→ **Selected text**:
Creating Tall Arrays

When you extract a variable from a tall table or tall timetable, the result is a tall array of the appropriate underlying data type. A tall array can be a numeric, logical, datetime, duration, calendar duration, categorical, string, or cell array. Also, you can convert an in-memory array A into a tall array with tA = tall(A). The in-memory array A must have one of the supported data types.

Extract the arrival delay ArrDelay from the tall timetable TT. This creates a new tall array variable with underlying data type double.

a = TT.ArrDelay

a =

  M×1 tall double column vector

     8
     8
    21
    13
     4
    59
     3
    11
    :
    :

The classUnderlying and isaUnderlying functions are useful to determine the underlying data type of a tall array.

Lazy Evaluation

One important aspect of tall arrays is that as you work with them, most operations are not performed immediately. These operations appear to execute quickly, because the actual computation is deferred until you specifically request that the calculations be performed. You can trigger evaluation of a tall array with either the gather function (to bring the result into memory) or the write function (to write the result to disk). This lazy evaluation is important because even a simple command like size(X) executed on a tall array with a billion rows is not a quick calculation.

As you work with tall arrays, MATLAB keeps track of all of the operations to be carried out. This information is then used to optimize the number of passes through the data that will be required when you request output with the gather function. Thus, it is normal to work with unevaluated tall arrays and request output only when you require it. For more information, see Lazy Evaluation of Tall Arrays.

Calculate the mean and standard deviation of the arrival delay. Use these values to construct the upper and lower thresholds for delays that are within one standard deviation of the mean. Notice that the result of each operation indicates that the array has not been calculated yet.

m = mean(a,'omitnan')

m =

  tall double

    ?

Preview deferred. Learn more.

s = std(a,'omitnan')

s =

  tall

    ?

Preview deferred. Learn more.

one_sigma_bounds = [m-s m m+s]

one_sigma_bounds =

  M×N×... tall array

    ?    ?    ?    ...
    ?    ?    ?    ...
    ?    ?    ?    ...
    :    :    :
    :    :    :

Preview deferred. Learn more.

Evaluation with `gather`

The benefit of lazy evaluation is that when the time comes for MATLAB to perform the calculations, it is often possible to combine the operations in such a way that the number of passes through the data is minimized. So even if you perform many operations, MATLAB only makes extra passes through the data when absolutely necessary.

The gather function forces evaluation of all queued operations and brings the resulting output into memory. For this reason, you can think of gather as a bridge between tall arrays and in-memory arrays. For example, you cannot control if or while loops using a tall logical array, but once the array is evaluated with gather it becomes an in-memory logical array that you can use in these contexts.

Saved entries

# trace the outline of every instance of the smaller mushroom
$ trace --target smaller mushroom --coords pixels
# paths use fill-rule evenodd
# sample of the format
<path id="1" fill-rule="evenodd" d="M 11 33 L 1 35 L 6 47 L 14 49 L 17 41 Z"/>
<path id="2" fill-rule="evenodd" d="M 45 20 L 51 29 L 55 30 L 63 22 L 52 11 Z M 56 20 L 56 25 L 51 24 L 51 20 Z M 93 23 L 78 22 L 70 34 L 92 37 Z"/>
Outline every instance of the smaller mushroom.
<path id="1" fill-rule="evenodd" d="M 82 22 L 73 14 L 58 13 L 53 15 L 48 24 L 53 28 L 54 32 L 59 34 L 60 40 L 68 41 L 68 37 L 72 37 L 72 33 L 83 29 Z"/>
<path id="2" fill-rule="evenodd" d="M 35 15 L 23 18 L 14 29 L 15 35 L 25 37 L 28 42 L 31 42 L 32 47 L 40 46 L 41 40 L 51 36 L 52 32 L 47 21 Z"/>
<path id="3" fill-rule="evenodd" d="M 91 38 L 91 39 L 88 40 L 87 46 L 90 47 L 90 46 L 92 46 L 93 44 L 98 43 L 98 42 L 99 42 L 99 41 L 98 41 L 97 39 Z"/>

→ **Written exercise 1**:
Sum up the tall arrays text above in two sentences.
→ **Written exercise 2**:
Reproduce the part of the tall arrays text that starts with the words containing "M×1 tall double" and ends with "a tall array.".

→ **Answer 1**:
A tall array can come from pulling a variable out of a tall table or tall timetable, or from turning an in-memory array into one with tall(A). Most operations on tall arrays are not run right away but are deferred until you call gather to bring the result into memory or write to save it to disk, which lets MATLAB keep passes through the data to a minimum.

→ **Answer 2**:
M×1 tall double column vector

     8
     8
    21
    13
     4
    59
     3
    11
    :
    :

The classUnderlying and isaUnderlying functions are useful to determine the underlying data type of a tall array.